*TASK TO COMPLETE:* Can you repeat the records below word for word, covering the stretch from the line containing "Annotation task — pin every instance of the snow-covered branch" through the end of the records?

*DATASET EXCERPTS:*
^^^^^^^^^^^^^^^^
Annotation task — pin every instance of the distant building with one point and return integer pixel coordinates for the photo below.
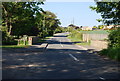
(86, 28)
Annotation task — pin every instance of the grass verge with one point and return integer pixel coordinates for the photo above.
(113, 53)
(14, 46)
(78, 41)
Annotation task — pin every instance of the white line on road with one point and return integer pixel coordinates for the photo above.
(74, 57)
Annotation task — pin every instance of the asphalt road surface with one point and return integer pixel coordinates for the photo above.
(60, 60)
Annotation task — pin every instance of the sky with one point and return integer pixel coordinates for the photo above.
(77, 13)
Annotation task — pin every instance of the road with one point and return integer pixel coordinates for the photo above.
(60, 60)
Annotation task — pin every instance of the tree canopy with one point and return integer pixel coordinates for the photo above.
(109, 12)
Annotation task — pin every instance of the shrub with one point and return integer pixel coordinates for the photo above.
(113, 50)
(113, 53)
(114, 38)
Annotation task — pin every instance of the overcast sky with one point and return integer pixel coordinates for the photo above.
(78, 13)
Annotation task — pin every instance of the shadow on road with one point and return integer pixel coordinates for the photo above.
(57, 64)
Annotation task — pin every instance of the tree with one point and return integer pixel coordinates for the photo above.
(19, 18)
(109, 11)
(100, 26)
(50, 23)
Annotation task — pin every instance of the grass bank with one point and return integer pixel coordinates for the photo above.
(113, 53)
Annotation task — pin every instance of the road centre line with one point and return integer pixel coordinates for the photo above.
(74, 57)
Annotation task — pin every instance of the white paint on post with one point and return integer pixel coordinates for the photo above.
(74, 57)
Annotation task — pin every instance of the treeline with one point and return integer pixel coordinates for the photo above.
(26, 18)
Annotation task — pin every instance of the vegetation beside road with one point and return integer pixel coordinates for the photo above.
(76, 37)
(110, 16)
(113, 50)
(96, 32)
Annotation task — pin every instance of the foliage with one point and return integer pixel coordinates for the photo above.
(109, 11)
(114, 38)
(113, 53)
(58, 30)
(26, 18)
(100, 26)
(76, 35)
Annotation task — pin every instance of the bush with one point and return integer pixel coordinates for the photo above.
(113, 50)
(76, 35)
(114, 38)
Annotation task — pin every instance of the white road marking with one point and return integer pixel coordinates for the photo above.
(61, 44)
(82, 47)
(74, 57)
(101, 78)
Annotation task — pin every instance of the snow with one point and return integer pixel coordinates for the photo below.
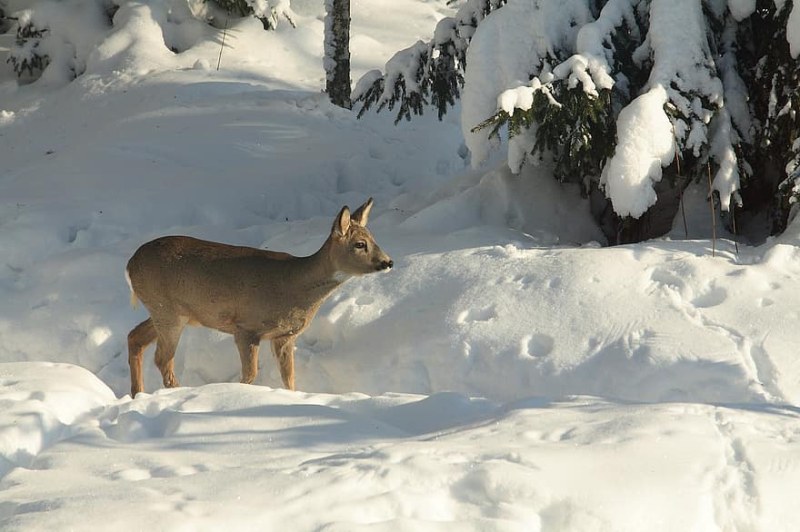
(645, 144)
(793, 31)
(494, 66)
(508, 374)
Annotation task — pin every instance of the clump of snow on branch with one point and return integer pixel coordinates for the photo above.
(684, 78)
(426, 73)
(494, 64)
(741, 9)
(793, 30)
(644, 146)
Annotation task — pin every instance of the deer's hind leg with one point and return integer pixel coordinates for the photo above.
(169, 333)
(139, 338)
(283, 349)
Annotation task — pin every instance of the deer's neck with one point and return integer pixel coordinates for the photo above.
(316, 274)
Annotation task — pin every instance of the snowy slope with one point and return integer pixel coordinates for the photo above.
(508, 374)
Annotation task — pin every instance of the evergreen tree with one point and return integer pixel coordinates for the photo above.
(614, 92)
(337, 52)
(429, 73)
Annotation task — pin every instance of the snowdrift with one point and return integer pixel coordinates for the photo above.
(510, 373)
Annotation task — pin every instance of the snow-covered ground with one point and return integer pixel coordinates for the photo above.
(509, 373)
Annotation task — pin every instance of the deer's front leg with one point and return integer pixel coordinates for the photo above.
(247, 344)
(283, 348)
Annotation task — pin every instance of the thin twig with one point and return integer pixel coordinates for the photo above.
(224, 33)
(680, 194)
(713, 215)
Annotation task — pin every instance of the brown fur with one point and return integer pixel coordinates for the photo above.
(250, 293)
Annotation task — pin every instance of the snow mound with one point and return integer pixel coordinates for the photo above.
(41, 403)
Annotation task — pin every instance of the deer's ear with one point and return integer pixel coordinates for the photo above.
(362, 213)
(342, 223)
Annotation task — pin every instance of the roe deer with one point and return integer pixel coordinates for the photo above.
(250, 293)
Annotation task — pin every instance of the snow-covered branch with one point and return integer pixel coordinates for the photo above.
(426, 73)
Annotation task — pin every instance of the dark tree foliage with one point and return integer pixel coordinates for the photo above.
(429, 73)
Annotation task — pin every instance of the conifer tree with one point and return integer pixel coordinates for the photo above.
(613, 92)
(426, 73)
(337, 52)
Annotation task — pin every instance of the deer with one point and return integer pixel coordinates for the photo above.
(252, 294)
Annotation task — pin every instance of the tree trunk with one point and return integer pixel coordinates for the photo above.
(337, 52)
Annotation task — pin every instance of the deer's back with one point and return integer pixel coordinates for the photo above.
^^^^^^^^^^^^^^^^
*COMPLETE ANSWER:*
Annotation task — pin every instance of the snow-covered branch with one point and return integer pixel coordinates for the photo above.
(426, 73)
Annotation task — pin every instance of the dark tree foliage with one point and return integer pixel coordinates for the photo above.
(429, 73)
Annotation task — pin every instance of the conifer tree with one point and return integer pixel coordinates for the photo above.
(613, 92)
(426, 73)
(337, 52)
Annotation task — pin every instance of the deer with one point and return integer pixel coordinates for the photo above.
(252, 294)
Annotation task — pin every instance of the tree trunk with one point and return integer pixel coordinates for the photo above.
(337, 52)
Annotation task — pin every instance of the deer's back with one point and return integer pixel coordinates for the photo above.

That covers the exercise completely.